▶ [Sayfa]:
....................

►Sıkıntılara Katlanmak Hakkında / Hadis

Sıkıntılara Katlanmak

Riyâzus Sâlihîn / İmâm Nevevî 
BÖLÜM: -18-

Sıkıntılara Katlanmak hakkında sahih hadis-i şerifler...

 

 

649. Ebû Hüreyre radıyallahu anh’den rivayet edildiğine göre bir adam:

– Yâ Resûlallah! Benim akrabam var. Ben kendilerini ziyaret ediyorum, onlar bana gelip gitmiyorlar.
Ben onlara iyilik ediyorum, onlar bana kötülük ediyorlar. Ben onlara anlayışlı davranıyorum, onlarsa
bana kaba davranıyorlar, dedi.
Bunun üzerine Resûl–i Ekrem sallallahu aleyhi ve sellem şöyle buyurdu:
– “Eğer dediğin gibi isen, onlara sıcak kül yutturmuş oluyorsun. Sen böyle davrandıkça,

Allah’ın yardımı seninle beraberdir. ”

 

Müslim, Birr 22

 

 

 

 

650. Ebû Mes’ûd Ukbe İbni Amr el–Bedrî radıyallahu anh şöyle dedi:
Bir adam Peygamber aleyhisselâm’a gelerek:
– Filanca bize namaz kıldırırken o kadar uzatıyor ki, bu yüzden bazan sabah namazına gelemiyorum,
dedi.
Ben Peygamber sallallahu aleyhi ve sellem’i hiçbir konuşmasında o günkü kadar öfkeli görmedim.
Şöyle buyurdu:
– “İnsanlar! İçinizde nefret ettiren kimseler var! Kim imamlık yaparsa, namazı kısa kıldırsın;

zira arkasındaki cemaatin içinde yaşlısı var, çocuğu var, iş güç sahibi olanı var. ”

....................

▶ [Alıştırma görevleri]:
(a) Hadis sayfasına göre imamlık yapan kişinin namazı neden kısa kıldırması gerektiğini bir ila üç cümleyle açıklayın.
(b) Hadis sayfasındaki metni "Riyâzus Sâlihîn /" ifadesinden "bana gelip gitmiyorlar." ifadesine kadar hiç değiştirmeden yeniden yazın.
(c) Hadis sayfasını kaldığı yerden sürdürün.

▶ [Kaynak alıntısı]:
....................

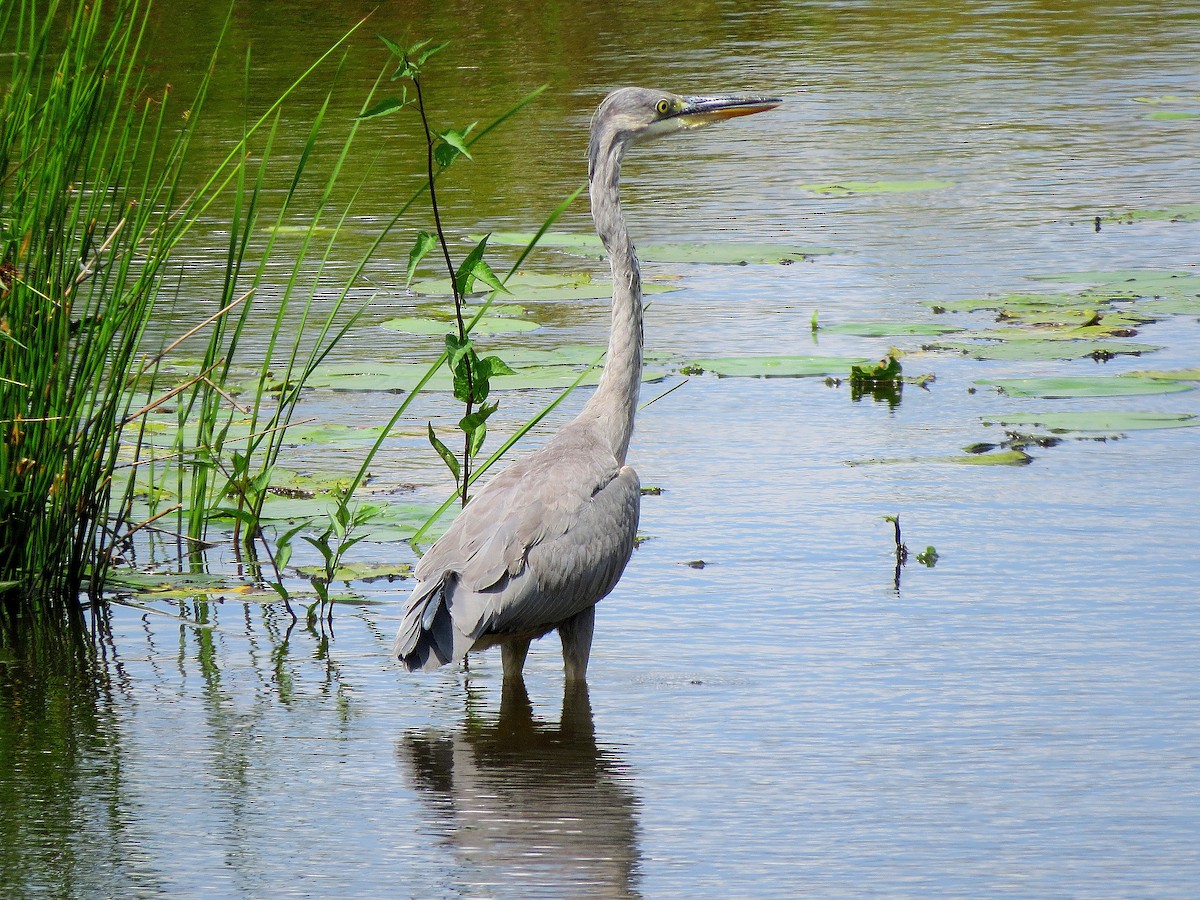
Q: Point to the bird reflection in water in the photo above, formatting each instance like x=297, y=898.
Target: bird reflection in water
x=529, y=804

....................

▶ [Beklenen cevaplar]:
(a) İmamın arkasındaki cemaatin içinde yaşlılar, çocuklar ve iş güç sahibi olanlar bulunur. Bu yüzden Peygamber, imamlık yapan kişinin namazı kısa kıldırmasını istemiştir.

(b)
Riyâzus Sâlihîn / İmâm Nevevî 
BÖLÜM: -18-

Sıkıntılara Katlanmak hakkında sahih hadis-i şerifler...

 

 

649. Ebû Hüreyre radıyallahu anh’den rivayet edildiğine göre bir adam:

– Yâ Resûlallah! Benim akrabam var. Ben kendilerini ziyaret ediyorum, onlar bana gelip gitmiyorlar.

(c)
Buhârî, İlim, 28, Ezân 61–63, Edeb 75, Ahkâm 13; Müslim, Salât 182–185. Ayrıca bk. İbni Mâce, İkâme 48

 

 

 

 

651. Âişe radıyallahu anhâ şöyle dedi:
Evimin sofasını üzerinde resimler bulunan bir perde ile ayırdığım gün Resûlullah sallallahu aleyhi ve
sellem bir seferden dönmüştü. Resimli örtüyü görünce yüzü renkten renge girdi ve onu çekip kopardı.
Sonra da bana şunları söyledi:
– “Âişe! Kıyamette insanların en şiddetli azâb görenleri, yaptıklarını Allah’ın yarattığına

benzetenlerdir. ”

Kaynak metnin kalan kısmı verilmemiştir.